### [OBJECTIVE]
Can you continue the review of the play "Ghost Limb" from its last sentence?

### [TEXT]
If you’ve ever been to Buenos Aires, as I was recently, you’ve perhaps seen the Mothers of the Plaza de Mayo parading in a silent circle every Thursday around the main square in El Centro, in front of the Casa Rosada, the presidential office building. Since 1977, this group has been protesting the disappearance of their children and other relatives during the so-called dirty war that took place between 1976 and 1983, when thousands disappeared forever at the hands of the brutal military regime.
Now playwright Marisela Treviño Orta’s “Ghost Limb,” a seven-actor tragedy, focuses on one mother’s plight during that horrific era. It’s in a world premiere at Brava! For Women in the Arts.
Orta’s concept is intriguing: She conjures elements of the Greek myth of Persephone — who was abducted by Hades to become goddess of the underworld, leaving her despairing mother, Demeter, goddess of the harvest, to search for her — and weaves them into a heroine’s journey in which an Argentine mother, Consuelo, witnesses soldiers kidnapping her defiant artist son, Javier, and risks her own life to try and find him.

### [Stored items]
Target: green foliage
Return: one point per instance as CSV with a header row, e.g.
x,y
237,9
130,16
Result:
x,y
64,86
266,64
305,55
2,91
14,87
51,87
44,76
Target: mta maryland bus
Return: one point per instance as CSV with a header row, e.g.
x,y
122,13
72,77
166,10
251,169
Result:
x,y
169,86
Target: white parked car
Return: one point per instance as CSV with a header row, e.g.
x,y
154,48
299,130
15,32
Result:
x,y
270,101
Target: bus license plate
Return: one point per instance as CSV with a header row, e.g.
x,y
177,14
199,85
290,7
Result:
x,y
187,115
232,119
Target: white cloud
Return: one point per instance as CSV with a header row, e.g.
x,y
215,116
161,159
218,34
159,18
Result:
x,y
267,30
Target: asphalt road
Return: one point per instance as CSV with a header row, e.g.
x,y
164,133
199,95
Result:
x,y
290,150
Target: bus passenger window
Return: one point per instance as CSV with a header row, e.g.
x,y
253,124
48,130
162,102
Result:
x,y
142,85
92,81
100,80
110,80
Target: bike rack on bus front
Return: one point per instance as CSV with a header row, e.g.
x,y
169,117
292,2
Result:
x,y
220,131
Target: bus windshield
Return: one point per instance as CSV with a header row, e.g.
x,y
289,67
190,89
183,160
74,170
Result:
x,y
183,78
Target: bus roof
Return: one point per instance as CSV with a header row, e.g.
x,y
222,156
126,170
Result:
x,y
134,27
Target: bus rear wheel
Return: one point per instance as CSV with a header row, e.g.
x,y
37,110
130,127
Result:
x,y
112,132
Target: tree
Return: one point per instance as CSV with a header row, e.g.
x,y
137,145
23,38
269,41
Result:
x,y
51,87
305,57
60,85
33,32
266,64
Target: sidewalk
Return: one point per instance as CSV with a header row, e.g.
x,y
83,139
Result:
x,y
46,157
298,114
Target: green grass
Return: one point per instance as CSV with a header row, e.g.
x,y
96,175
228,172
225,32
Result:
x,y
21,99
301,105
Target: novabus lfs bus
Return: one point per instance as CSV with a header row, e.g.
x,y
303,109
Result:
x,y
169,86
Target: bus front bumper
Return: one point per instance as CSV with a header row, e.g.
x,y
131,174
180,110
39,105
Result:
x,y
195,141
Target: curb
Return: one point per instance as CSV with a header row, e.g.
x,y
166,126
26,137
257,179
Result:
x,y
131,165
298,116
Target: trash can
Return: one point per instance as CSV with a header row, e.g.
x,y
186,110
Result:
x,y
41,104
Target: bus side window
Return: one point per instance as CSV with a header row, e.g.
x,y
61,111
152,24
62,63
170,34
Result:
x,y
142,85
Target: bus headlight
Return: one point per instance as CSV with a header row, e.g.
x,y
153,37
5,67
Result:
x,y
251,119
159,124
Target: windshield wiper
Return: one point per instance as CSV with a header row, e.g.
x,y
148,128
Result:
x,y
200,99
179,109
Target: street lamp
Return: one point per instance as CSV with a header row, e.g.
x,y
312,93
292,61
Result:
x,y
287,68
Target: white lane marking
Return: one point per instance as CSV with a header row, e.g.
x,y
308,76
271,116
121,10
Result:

### [THE RESPONSE]
It is her own “ghost limb” — her arm, damaged by the soldiers during the scuffle — that, she says, will lead her to him; it vibrates with excruciating pain whenever her faraway son is tortured.
The play moves in and out of realism as Consuelo and her husband, Eugenio, struggle to deal with their new and horrifying reality. The seasons are askew, with snow falling in the middle of summer; their minds are muddled.
The concept is fascinating and the subject is important, but Orta’s script is heavy-handed as she works to integrate myth and recent history, while also blending in the nightmare-like paintings of Goya — Javier is a fan of the late-18th/early 19th-century Spanish artist — and we see dimly lit Goya paintings projected onto tall upstage panels (scenic design by Randy Wong-Westbrooke).
Orta has, commendably, taken on an ambitious project, but it still needs refining.
Unfortunately, this is a limp production, as directed by Mary Guzmán, and does the script a disservice.
It’s distressingly slow, with most of the actors so physically slack, almost listless, that the tension never escalates.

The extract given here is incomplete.